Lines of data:
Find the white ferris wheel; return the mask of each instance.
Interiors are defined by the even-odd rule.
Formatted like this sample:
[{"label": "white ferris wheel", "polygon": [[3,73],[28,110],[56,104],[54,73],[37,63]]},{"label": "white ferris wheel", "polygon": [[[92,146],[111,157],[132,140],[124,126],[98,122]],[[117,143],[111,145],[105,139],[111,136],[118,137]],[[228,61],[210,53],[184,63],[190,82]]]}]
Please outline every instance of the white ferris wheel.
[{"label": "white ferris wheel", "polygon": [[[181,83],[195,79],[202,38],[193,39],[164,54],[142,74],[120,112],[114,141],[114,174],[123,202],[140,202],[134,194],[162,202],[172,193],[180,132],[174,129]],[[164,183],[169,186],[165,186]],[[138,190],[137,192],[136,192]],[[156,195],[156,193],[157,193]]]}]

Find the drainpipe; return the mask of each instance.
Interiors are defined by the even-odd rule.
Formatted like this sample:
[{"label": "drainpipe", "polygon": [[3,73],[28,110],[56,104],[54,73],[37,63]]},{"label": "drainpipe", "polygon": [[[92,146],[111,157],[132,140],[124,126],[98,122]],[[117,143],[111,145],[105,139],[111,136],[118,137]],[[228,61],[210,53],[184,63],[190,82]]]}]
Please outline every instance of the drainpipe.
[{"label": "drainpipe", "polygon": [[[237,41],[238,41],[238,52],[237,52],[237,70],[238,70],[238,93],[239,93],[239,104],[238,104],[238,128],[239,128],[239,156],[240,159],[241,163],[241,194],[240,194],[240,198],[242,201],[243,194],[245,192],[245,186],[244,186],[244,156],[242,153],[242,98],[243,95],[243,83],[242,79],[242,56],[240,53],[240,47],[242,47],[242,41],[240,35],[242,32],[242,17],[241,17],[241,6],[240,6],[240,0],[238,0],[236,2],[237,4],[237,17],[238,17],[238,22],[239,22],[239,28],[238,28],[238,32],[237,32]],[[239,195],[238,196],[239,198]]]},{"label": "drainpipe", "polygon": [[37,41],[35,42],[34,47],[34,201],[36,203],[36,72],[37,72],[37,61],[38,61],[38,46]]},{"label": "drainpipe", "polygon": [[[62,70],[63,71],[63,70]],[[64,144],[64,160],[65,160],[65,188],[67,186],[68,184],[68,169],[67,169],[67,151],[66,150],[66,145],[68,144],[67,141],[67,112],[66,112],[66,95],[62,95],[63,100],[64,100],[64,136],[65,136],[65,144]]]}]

Directive: Convert the rows above into a two-column CSV with the headers "request" and "outline". Each request gets one line: put its full text in the first column and its answer in the second, wrap each field in double quotes, and replace any line breaks with spaces.

Output for this task:
request,outline
"Find the white ferris wheel; return the mask of each instance. Interiors are defined by the even-odd rule. Formatted like this sample: [{""label"": ""white ferris wheel"", ""polygon"": [[3,73],[28,110],[56,104],[54,73],[37,63]]},{""label"": ""white ferris wheel"", ""polygon"": [[[92,146],[111,157],[132,140],[124,126],[98,122]],[[117,143],[111,145],[105,139],[111,136],[118,137]],[[228,61],[210,53],[184,63],[190,82]]]}] Please outline every instance of the white ferris wheel.","[{""label"": ""white ferris wheel"", ""polygon"": [[[181,83],[195,79],[202,38],[193,39],[164,54],[142,74],[120,112],[114,141],[114,174],[123,202],[140,202],[134,194],[162,202],[172,193],[180,132],[174,129]],[[164,183],[169,186],[165,186]],[[138,190],[137,192],[136,192]],[[156,195],[156,193],[157,193]]]}]"
"Find the drainpipe; return the mask of each instance. Interiors are defined by the even-odd rule. Formatted like this sample: [{""label"": ""drainpipe"", ""polygon"": [[3,73],[28,110],[56,104],[54,73],[37,63]]},{""label"": ""drainpipe"", ""polygon"": [[[92,146],[111,157],[132,140],[124,126],[98,122]],[[117,143],[111,145],[105,139],[111,136],[118,137]],[[228,61],[210,53],[184,63],[190,82]]]}] Please outline every instance of the drainpipe.","[{""label"": ""drainpipe"", ""polygon"": [[[237,41],[238,41],[238,52],[237,52],[237,70],[238,70],[238,93],[239,93],[239,104],[238,104],[238,128],[239,128],[239,156],[240,159],[241,163],[241,194],[240,194],[240,198],[242,201],[243,194],[245,192],[245,186],[244,186],[244,156],[242,153],[242,98],[243,95],[243,83],[242,79],[242,56],[240,53],[240,47],[242,47],[242,41],[240,35],[242,32],[242,17],[241,17],[241,6],[240,6],[240,0],[238,0],[236,2],[237,4],[237,17],[238,17],[238,22],[239,22],[239,28],[238,28],[238,32],[237,32]],[[239,195],[238,196],[239,198]]]},{""label"": ""drainpipe"", ""polygon"": [[37,41],[35,42],[34,47],[34,201],[36,203],[36,72],[37,72],[37,61],[38,61],[38,46]]},{""label"": ""drainpipe"", ""polygon"": [[[62,70],[63,71],[63,70]],[[64,144],[64,160],[65,160],[65,188],[67,186],[68,184],[68,169],[67,169],[67,151],[66,150],[66,145],[68,144],[67,141],[67,112],[66,112],[66,95],[62,95],[63,100],[64,100],[64,136],[65,136],[65,144]]]}]"